WHAT TO PRODUCE:
Transcribe, without any change, the line that includes "Pick out the spotlight, placing" and all the lines that come after it in the material below.

* * * *

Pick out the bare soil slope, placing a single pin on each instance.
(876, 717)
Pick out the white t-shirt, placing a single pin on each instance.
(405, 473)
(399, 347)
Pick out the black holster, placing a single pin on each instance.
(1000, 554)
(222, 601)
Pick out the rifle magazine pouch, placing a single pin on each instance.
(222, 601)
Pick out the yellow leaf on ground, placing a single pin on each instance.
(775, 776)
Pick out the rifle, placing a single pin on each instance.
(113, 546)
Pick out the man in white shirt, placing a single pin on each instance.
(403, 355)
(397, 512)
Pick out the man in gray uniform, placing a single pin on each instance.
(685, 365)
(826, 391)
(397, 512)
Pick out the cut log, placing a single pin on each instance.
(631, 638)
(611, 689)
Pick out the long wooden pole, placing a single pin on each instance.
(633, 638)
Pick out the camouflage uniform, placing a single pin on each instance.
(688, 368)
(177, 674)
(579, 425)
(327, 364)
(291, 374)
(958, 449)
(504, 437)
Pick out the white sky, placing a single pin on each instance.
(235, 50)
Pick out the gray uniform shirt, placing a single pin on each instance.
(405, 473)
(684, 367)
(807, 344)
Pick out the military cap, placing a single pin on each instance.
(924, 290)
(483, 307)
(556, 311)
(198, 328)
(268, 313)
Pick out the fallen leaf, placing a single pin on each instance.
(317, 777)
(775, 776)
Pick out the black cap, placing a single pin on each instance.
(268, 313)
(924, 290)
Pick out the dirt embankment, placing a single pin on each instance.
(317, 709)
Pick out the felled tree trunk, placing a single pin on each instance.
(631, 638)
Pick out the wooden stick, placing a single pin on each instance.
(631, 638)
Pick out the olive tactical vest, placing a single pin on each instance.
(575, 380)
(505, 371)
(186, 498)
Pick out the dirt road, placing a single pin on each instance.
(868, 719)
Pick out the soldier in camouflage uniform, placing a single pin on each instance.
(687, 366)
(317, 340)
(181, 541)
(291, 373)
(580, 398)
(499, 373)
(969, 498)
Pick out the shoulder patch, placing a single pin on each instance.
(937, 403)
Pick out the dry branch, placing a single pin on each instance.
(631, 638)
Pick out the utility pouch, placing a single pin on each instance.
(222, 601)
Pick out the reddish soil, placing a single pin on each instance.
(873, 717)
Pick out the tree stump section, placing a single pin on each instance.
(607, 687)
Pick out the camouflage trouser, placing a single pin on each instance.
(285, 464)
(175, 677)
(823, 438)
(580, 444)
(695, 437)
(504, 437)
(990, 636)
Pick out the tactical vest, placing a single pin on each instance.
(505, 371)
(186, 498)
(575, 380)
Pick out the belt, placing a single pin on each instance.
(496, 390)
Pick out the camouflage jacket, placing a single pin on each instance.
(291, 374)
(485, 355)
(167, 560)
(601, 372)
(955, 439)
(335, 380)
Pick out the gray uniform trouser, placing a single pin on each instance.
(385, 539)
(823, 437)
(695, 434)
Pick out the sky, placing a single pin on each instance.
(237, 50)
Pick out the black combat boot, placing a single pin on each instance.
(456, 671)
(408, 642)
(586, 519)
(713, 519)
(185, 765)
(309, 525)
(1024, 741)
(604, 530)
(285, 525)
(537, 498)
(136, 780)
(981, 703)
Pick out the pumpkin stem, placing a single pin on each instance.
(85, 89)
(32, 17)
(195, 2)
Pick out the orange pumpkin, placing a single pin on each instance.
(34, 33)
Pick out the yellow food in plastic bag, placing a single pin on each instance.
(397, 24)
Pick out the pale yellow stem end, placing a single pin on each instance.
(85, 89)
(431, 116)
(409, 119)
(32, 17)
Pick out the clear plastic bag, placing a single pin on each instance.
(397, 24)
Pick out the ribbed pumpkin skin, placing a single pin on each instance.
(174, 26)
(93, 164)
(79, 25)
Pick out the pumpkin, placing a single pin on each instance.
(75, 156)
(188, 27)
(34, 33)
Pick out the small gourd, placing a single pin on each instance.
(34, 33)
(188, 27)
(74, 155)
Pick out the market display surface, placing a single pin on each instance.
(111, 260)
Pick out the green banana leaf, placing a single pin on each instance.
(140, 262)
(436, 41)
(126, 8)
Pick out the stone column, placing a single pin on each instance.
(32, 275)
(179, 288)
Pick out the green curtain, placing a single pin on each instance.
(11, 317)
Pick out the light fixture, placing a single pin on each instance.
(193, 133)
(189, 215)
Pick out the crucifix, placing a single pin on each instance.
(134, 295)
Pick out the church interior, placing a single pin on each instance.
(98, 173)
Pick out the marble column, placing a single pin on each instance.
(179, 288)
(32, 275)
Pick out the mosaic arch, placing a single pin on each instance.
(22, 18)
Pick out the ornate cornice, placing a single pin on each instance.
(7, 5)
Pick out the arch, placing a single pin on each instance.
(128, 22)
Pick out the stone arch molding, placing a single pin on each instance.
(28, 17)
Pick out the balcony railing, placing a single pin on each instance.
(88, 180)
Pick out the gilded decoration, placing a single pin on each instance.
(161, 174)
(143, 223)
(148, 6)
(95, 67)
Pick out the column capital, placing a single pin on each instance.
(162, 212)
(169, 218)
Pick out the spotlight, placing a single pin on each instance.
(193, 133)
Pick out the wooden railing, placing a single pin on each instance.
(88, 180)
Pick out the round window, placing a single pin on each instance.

* * * *

YOUR RESPONSE:
Pick out the spotlight, placing a single pin on each instance.
(193, 133)
Pick out the wooden railing, placing a single pin on each instance.
(88, 180)
Pick out the round window, placing a single pin on each instance.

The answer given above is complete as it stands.